(RECORDS FOR PROCESSING)
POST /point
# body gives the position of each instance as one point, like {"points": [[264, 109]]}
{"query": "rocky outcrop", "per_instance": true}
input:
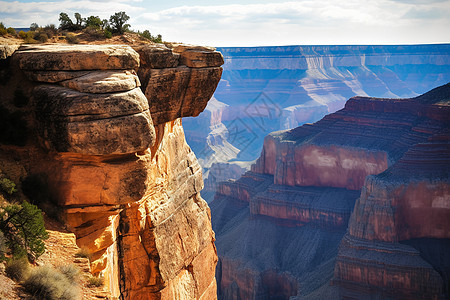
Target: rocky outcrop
{"points": [[266, 89], [408, 202], [113, 158], [393, 155]]}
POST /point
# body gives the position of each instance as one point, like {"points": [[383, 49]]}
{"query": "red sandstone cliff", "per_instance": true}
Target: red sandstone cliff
{"points": [[301, 192], [105, 139]]}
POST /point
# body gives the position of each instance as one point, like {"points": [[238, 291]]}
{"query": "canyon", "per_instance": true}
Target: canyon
{"points": [[93, 134], [265, 89], [354, 206]]}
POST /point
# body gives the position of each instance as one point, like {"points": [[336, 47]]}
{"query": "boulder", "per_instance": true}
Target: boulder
{"points": [[77, 57], [201, 59], [156, 56], [71, 121], [104, 82]]}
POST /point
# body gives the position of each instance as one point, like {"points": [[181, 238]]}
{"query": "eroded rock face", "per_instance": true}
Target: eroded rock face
{"points": [[386, 158], [128, 187], [178, 87], [408, 202]]}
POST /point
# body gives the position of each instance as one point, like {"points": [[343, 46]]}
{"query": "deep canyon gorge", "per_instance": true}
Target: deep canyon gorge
{"points": [[327, 168], [265, 89]]}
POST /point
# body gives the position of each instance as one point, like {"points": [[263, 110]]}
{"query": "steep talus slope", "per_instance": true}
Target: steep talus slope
{"points": [[301, 192], [112, 157], [265, 89]]}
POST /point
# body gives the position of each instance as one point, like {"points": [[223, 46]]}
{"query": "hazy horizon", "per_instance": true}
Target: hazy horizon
{"points": [[258, 22]]}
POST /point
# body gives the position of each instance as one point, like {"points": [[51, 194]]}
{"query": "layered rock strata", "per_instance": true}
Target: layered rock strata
{"points": [[114, 158], [266, 89], [407, 204], [392, 154]]}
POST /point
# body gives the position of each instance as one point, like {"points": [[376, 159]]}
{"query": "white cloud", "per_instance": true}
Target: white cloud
{"points": [[309, 21]]}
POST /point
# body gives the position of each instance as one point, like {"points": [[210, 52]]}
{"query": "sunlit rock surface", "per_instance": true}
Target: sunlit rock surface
{"points": [[106, 146]]}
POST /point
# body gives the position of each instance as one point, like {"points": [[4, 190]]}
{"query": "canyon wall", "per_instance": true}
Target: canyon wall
{"points": [[104, 143], [265, 89], [354, 197]]}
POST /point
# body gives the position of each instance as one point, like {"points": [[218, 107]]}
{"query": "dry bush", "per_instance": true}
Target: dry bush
{"points": [[48, 283], [17, 269]]}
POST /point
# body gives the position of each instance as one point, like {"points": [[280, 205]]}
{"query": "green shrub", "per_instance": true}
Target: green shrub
{"points": [[94, 32], [108, 34], [50, 30], [71, 272], [95, 281], [3, 247], [72, 38], [23, 227], [41, 37], [17, 269], [47, 283], [22, 34], [29, 38], [11, 31], [84, 253], [8, 186]]}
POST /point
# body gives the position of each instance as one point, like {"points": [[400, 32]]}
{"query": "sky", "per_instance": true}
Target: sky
{"points": [[258, 22]]}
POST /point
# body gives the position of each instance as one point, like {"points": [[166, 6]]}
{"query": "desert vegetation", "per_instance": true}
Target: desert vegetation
{"points": [[93, 27]]}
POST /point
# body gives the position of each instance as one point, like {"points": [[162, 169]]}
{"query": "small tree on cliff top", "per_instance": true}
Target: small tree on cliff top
{"points": [[118, 22], [24, 230]]}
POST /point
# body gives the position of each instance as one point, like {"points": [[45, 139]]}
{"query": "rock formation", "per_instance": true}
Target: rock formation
{"points": [[386, 158], [112, 156], [265, 89]]}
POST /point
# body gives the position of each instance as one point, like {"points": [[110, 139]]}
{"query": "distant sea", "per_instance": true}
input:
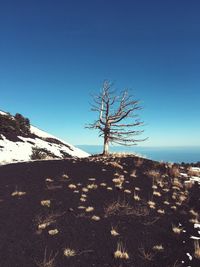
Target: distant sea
{"points": [[167, 154]]}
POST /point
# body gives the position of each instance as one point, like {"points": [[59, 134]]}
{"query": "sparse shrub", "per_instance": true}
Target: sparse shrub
(End RECORDS FOR PROCESSING)
#### EXERCISE INSTRUCTIONS
Without the pictures, write out the listing exactly as it appears above.

#### TASK OUTPUT
POST /point
# body gives the position of each instance as one point, like {"points": [[264, 109]]}
{"query": "rocky outcrop", "per_instance": true}
input:
Target: rocky outcrop
{"points": [[266, 89], [408, 202], [113, 158], [393, 155]]}
POST /point
# body gives the position of each instance as one point, like {"points": [[383, 49]]}
{"query": "red sandstone cliff", "per_instance": true}
Target: red sandstone cliff
{"points": [[301, 192], [105, 139]]}
POST /point
# body gives the position of each instance as one point, like {"points": [[238, 291]]}
{"query": "canyon", "per_instance": true}
Target: canyon
{"points": [[93, 134], [265, 89], [354, 206]]}
POST /point
# body gives the position of each instance as one point, like {"points": [[336, 47]]}
{"query": "boulder", "per_instance": true}
Target: boulder
{"points": [[77, 57], [201, 59], [156, 56], [71, 121], [104, 82]]}
POST /point
# body gives the position of each instance as one point, like {"points": [[181, 238]]}
{"query": "eroded rock face", "per_instance": true}
Target: eroded rock face
{"points": [[386, 158], [128, 187], [178, 87], [408, 202]]}
POST /point
# body gives the position of each instance as one point, like {"points": [[343, 46]]}
{"query": "deep canyon gorge", "per_instance": true}
Target: deep canyon gorge
{"points": [[327, 168], [265, 89]]}
POST /point
# body gives the position of each instance as one point, like {"points": [[263, 110]]}
{"query": "steep talus slope", "per_instance": true}
Target: steep talus slope
{"points": [[301, 192], [112, 157], [265, 89]]}
POST /point
# body gives the position of each instance as one point, like {"points": [[223, 46]]}
{"query": "hazy horizon", "per_instance": true}
Target: hazy horizon
{"points": [[258, 22]]}
POST /point
# body gives the position of each instance as one point, like {"points": [[51, 194]]}
{"query": "layered rock strata", "per_instance": true}
Target: layered rock strata
{"points": [[114, 158], [266, 89], [407, 204], [392, 154]]}
POST /point
# body gives the position of each instance as one point, like {"points": [[376, 159]]}
{"query": "white cloud", "per_instance": true}
Target: white cloud
{"points": [[309, 21]]}
POST /point
# body gives the position of each instance as one point, like {"points": [[210, 52]]}
{"query": "sunlit rock surface", "per_instance": true}
Target: sunlit rock surface
{"points": [[106, 146]]}
POST /point
# body gives the position of each instance as one point, like {"points": [[4, 190]]}
{"query": "canyon wall", "per_instance": true}
Target: canyon wall
{"points": [[104, 143], [265, 89], [354, 197]]}
POST /point
# body gives the position of each instance as one point, like {"points": [[218, 107]]}
{"query": "dry bush", "per_instance": true}
Target: dry bush
{"points": [[48, 283], [17, 269]]}
POST /point
# body gives the position of each instance as one point, like {"points": [[280, 205]]}
{"query": "green shrub", "per_instance": true}
Target: green shrub
{"points": [[94, 32], [108, 34], [50, 30], [71, 272], [95, 281], [3, 247], [72, 38], [23, 227], [41, 37], [17, 269], [47, 283], [22, 34], [29, 38], [11, 31], [84, 253], [8, 186]]}
POST /point
# body gives the position of each instance as one point, like {"points": [[400, 32]]}
{"query": "sky", "per_instance": true}
Target: sky
{"points": [[258, 22]]}
POST /point
# body gives the position of each instance as one point, like {"points": [[166, 6]]}
{"query": "desert vegetation", "per_instance": true}
Target: desert vegetation
{"points": [[93, 27]]}
POST /point
# body gives the position of each instance as one point, like {"points": [[162, 169]]}
{"query": "small tree on cliff top", "per_instance": true}
Target: small tree on cliff top
{"points": [[118, 22], [24, 230]]}
POST /point
# body gives the position of each instance as one point, like {"points": [[45, 139]]}
{"query": "rock formation", "per_instance": true}
Target: rock formation
{"points": [[386, 158], [112, 156], [265, 89]]}
POST /point
# body gives the position of each instance as one point, like {"points": [[110, 139]]}
{"query": "distant sea", "per_instance": true}
input:
Target: distant sea
{"points": [[167, 154]]}
POST /point
# body gives the position of each instance as one point, like {"points": [[59, 134]]}
{"query": "sparse shrub", "per_instance": true}
Target: sparse shrub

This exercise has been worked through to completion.